» What is needed
Answer these questions using the news report below:
1. Who told a parliamentary committee that the app could be rolled out widely in Britain in two to three weeks?
2. What method have most European countries chosen for registering a potential contact?
3. What approach did Germany say it would adopt?

LONDON (Reuters) – Leading privacy advocates in Britain have urged the government to prevent a soon-to-be launched COVID-19 contact tracing app from turning into a form of state surveillance.
Countries are rushing to develop apps which, along with a wider testing and tracking programme, are seen as key to easing social distancing rules that have all but shut global economies.
Matthew Gould, chief executive of the National Health Service’s technology group NHSX, told a parliamentary committee on Tuesday that an app could be rolled out widely in Britain in two to three weeks.
It will keep a record of anonymised tokens or identities of those people the phone’s owner has been in contact with. The data will stay on the phone until the owner becomes symptomatic when they will have the option to submit the data to the app, alerting those with whom they came into contact.
Leading academics and scientists working in security and privacy at universities across Britain published a joint letter saying Britons would only adopt the app if they felt their privacy was protected.
“It is vital that, when we come out of the current crisis, we have not created a tool that enables data collection on the population, or on targeted sections of society, for surveillance,” they said.
In Europe, most countries have chosen short-range Bluetooth “handshakes” between mobile devices as the best way to register a potential contact, although it does not provide location data.
But they have disagreed about whether to log such contacts on individual devices or on a central server – which would be more directly useful to existing contact tracing teams.
Germany recently changed course, saying it would join a growing number of other European countries in adopting a “decentralised” approach supported by Apple and Google.

» Data segment
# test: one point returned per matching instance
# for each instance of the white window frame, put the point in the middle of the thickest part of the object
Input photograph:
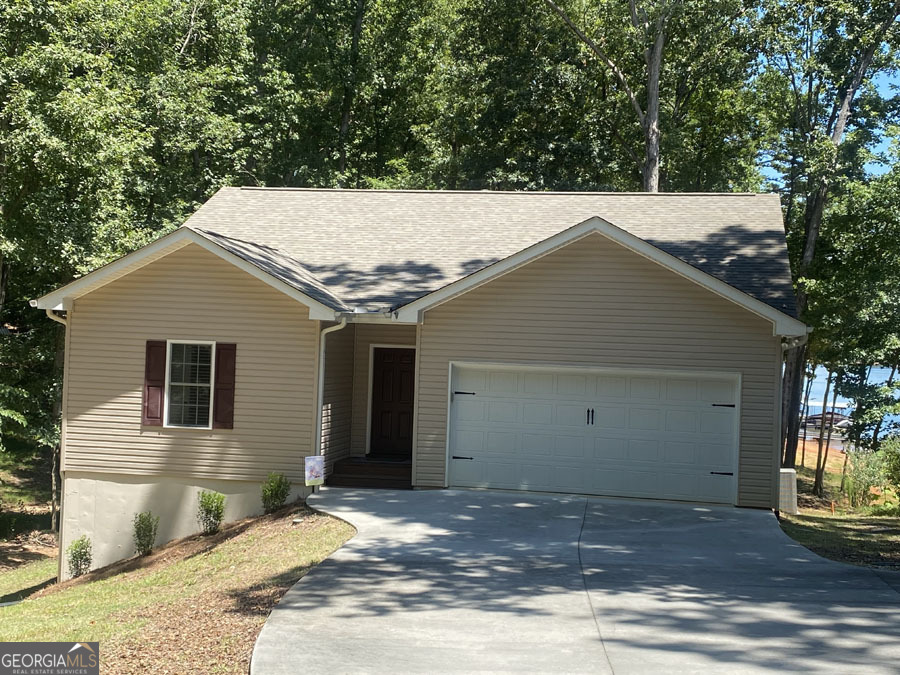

» Response area
1. Matthew Gould, chief executive of the National Health Service's technology group NHSX.
2. Short-range Bluetooth "handshakes" between mobile devices.
3. A "decentralised" approach supported by Apple and Google.